=== Exercise aim ===
All that is wanted is the exact text of the lines below from the one with "Target: side mirror" through the one with "Target: woman's arm", inclusive, minus any pictures.

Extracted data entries
* * * * * * * * *
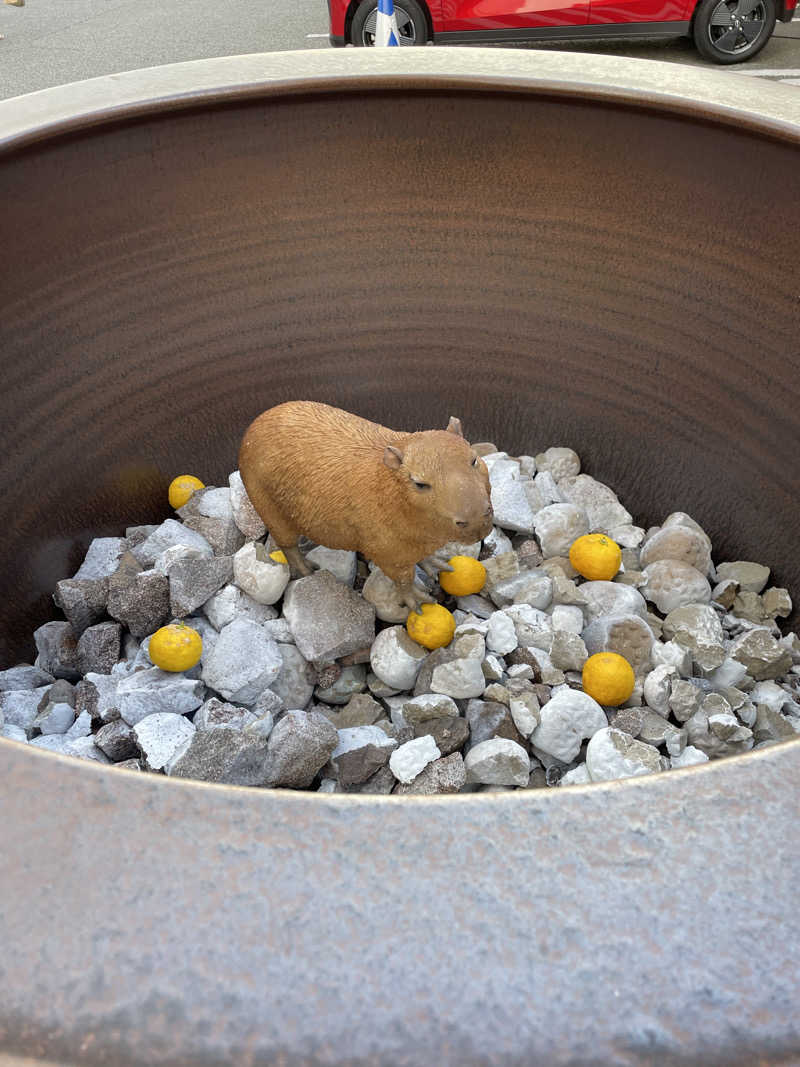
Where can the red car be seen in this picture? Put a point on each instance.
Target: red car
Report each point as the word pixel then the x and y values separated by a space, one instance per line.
pixel 724 31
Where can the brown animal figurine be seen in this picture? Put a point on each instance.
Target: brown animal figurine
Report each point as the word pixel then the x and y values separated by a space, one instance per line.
pixel 347 482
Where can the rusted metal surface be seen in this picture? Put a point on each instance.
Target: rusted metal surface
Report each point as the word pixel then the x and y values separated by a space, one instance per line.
pixel 568 255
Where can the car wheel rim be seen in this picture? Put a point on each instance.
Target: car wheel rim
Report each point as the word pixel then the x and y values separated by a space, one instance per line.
pixel 736 26
pixel 406 33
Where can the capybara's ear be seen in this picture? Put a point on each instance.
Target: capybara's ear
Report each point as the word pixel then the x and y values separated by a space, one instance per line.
pixel 393 457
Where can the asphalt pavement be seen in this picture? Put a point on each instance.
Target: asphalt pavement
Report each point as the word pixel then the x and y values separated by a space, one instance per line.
pixel 49 43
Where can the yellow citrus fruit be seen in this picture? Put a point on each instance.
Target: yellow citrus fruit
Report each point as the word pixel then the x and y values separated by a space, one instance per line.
pixel 433 628
pixel 595 556
pixel 467 576
pixel 176 647
pixel 608 678
pixel 181 488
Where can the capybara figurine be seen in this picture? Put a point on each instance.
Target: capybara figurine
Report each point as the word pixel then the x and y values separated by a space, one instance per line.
pixel 346 482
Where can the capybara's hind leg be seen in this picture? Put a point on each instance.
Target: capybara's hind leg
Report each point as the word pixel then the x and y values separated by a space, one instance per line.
pixel 281 528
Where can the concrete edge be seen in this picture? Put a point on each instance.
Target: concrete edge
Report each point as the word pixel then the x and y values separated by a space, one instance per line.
pixel 710 94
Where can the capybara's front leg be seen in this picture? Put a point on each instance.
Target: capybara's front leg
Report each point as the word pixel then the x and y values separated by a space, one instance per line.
pixel 409 593
pixel 298 560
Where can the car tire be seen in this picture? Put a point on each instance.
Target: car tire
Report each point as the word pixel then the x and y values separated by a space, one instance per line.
pixel 733 31
pixel 411 22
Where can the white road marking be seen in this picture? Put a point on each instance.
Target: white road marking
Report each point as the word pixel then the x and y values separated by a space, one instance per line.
pixel 769 74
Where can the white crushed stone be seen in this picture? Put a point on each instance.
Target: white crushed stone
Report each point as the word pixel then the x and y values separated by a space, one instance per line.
pixel 715 677
pixel 565 720
pixel 410 759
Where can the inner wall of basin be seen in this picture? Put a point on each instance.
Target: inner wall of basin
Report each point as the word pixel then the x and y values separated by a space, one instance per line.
pixel 552 272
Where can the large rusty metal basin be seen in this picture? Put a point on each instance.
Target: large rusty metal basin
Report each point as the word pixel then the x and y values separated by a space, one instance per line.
pixel 557 249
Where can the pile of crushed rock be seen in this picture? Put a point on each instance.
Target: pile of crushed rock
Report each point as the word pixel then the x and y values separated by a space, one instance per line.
pixel 315 683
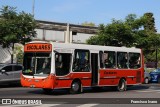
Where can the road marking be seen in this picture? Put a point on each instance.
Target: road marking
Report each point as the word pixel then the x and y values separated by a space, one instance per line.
pixel 87 105
pixel 48 105
pixel 27 105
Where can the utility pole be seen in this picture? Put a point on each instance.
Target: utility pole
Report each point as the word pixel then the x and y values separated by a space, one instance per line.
pixel 33 6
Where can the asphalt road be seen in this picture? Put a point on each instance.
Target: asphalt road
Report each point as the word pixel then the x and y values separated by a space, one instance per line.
pixel 142 95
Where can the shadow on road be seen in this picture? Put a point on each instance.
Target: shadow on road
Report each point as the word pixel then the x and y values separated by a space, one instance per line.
pixel 11 85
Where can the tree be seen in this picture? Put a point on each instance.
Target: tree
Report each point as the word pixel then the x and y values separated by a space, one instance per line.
pixel 15 27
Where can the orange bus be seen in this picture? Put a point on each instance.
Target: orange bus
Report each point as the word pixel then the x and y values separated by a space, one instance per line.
pixel 51 65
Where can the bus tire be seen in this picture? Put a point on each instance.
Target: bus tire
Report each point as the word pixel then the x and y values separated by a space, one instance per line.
pixel 76 87
pixel 122 85
pixel 47 91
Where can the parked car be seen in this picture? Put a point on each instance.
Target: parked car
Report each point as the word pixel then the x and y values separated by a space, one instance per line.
pixel 10 73
pixel 155 75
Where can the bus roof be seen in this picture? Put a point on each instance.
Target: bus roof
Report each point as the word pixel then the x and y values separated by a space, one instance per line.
pixel 89 47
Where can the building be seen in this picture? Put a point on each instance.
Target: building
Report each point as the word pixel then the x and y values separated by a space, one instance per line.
pixel 55 31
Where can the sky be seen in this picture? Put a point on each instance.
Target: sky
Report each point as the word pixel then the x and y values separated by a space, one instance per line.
pixel 80 11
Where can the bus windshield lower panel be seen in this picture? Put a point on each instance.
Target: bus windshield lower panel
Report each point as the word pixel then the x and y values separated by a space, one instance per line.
pixel 37 63
pixel 62 63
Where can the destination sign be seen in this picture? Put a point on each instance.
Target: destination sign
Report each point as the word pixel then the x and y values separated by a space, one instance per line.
pixel 40 47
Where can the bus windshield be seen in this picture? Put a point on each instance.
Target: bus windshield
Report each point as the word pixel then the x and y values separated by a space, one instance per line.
pixel 37 63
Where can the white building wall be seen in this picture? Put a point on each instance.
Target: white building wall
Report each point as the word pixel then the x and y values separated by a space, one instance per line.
pixel 81 37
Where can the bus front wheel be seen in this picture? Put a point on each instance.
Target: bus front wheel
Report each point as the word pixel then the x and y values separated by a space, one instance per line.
pixel 75 87
pixel 122 85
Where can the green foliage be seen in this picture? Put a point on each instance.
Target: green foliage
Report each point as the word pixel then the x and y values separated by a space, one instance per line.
pixel 15 27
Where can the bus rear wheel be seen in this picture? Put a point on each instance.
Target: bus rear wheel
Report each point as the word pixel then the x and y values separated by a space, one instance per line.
pixel 122 85
pixel 47 91
pixel 75 87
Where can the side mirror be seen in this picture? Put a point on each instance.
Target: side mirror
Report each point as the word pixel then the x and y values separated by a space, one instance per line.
pixel 3 71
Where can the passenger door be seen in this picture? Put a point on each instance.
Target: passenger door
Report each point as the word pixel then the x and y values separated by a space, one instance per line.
pixel 7 73
pixel 94 64
pixel 17 69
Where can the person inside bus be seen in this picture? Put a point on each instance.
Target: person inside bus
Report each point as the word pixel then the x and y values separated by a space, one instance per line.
pixel 86 65
pixel 58 61
pixel 107 63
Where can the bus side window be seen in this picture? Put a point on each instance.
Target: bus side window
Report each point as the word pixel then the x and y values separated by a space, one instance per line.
pixel 122 60
pixel 134 60
pixel 101 59
pixel 81 61
pixel 109 59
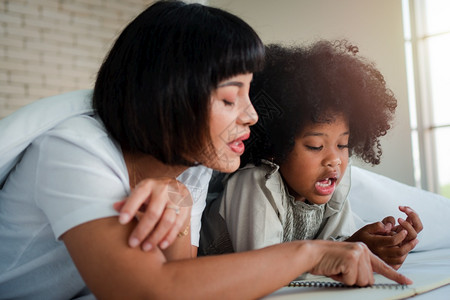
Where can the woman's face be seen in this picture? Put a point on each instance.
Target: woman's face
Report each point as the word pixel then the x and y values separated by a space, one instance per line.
pixel 231 116
pixel 318 161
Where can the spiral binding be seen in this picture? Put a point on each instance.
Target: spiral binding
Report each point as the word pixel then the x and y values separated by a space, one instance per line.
pixel 326 284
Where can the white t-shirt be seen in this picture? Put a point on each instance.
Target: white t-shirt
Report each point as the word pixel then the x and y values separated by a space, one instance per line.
pixel 69 175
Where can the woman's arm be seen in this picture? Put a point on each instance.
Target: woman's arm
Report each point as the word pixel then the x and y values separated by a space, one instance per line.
pixel 112 269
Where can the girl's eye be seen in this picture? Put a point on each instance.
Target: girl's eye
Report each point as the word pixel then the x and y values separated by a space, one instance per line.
pixel 227 103
pixel 314 148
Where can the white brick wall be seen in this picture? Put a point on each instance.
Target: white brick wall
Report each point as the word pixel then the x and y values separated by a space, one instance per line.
pixel 49 47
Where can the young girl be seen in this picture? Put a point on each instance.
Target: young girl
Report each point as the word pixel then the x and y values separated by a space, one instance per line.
pixel 317 106
pixel 174 82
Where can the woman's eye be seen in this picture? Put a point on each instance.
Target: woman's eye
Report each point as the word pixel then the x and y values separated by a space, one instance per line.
pixel 228 103
pixel 314 148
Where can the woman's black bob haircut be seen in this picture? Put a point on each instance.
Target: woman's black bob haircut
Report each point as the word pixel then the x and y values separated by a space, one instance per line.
pixel 313 84
pixel 153 90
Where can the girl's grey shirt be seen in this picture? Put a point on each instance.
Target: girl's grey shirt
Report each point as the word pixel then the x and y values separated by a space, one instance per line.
pixel 255 204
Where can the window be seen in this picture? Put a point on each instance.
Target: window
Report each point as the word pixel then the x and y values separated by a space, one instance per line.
pixel 427 46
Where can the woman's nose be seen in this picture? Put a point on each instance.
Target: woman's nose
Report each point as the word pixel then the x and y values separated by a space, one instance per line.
pixel 249 116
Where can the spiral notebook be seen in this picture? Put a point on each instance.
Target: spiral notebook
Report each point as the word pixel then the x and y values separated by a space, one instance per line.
pixel 319 287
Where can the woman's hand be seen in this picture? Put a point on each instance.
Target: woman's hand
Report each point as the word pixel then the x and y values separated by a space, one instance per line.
pixel 163 208
pixel 354 264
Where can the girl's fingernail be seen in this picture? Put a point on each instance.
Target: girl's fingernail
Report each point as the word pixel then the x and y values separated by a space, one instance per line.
pixel 133 242
pixel 164 244
pixel 147 247
pixel 124 218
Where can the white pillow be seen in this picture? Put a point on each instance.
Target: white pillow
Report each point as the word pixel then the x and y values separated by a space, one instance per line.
pixel 373 197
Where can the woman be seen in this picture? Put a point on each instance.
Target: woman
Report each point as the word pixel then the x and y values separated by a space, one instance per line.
pixel 172 94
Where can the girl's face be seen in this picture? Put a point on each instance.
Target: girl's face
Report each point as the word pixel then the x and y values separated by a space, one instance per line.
pixel 318 161
pixel 231 116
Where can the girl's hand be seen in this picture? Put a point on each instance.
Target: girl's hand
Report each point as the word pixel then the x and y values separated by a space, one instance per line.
pixel 354 264
pixel 163 208
pixel 412 224
pixel 386 244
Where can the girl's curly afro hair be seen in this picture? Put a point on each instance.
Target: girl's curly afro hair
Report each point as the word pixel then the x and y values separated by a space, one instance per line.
pixel 300 85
* * * * * * * * *
=== Result of this task ===
Target: side mirror
Report each point as the word pixel then the x and y values separated by a space, one instance per line.
pixel 3 71
Where can the passenger door be seen in this picture? Put a point on each instance.
Target: passenger door
Report each point as the word pixel then the x and y values separated by a space, one instance per line.
pixel 7 73
pixel 94 64
pixel 17 69
Where can the person inside bus be seen in this picture? Put a point on each instance.
Target: person inside bus
Report each point as the word pixel then the x and y values separated by a space, one instance per line.
pixel 86 65
pixel 58 61
pixel 107 63
Where can the bus side window be seen in this picture? Put a point on each instance.
Target: bus side window
Report each point as the word pixel then the x and y values separated by a space, one instance per line.
pixel 122 60
pixel 134 60
pixel 101 59
pixel 81 61
pixel 109 59
Where can the woman's face be seen in this picture? Put a point on each instance.
Target: woman's face
Report each point as the word pixel then the x and y values separated by a space, one instance per line.
pixel 231 116
pixel 318 161
Where can the spiral binding be seen in this picture? Put a point on each instance.
Target: spiral binding
Report each point as the word pixel then the x and y values separated by a space, one instance per line.
pixel 326 284
Where can the white t-shirt be seen in this picture? Put a point on each instance.
Target: white t-shirt
Report each point as the word pixel then the x and y values separated by a space, one instance per line.
pixel 69 175
Where can the woman's arm be seen in this picture? Put a point on each instance.
Target: woman's arm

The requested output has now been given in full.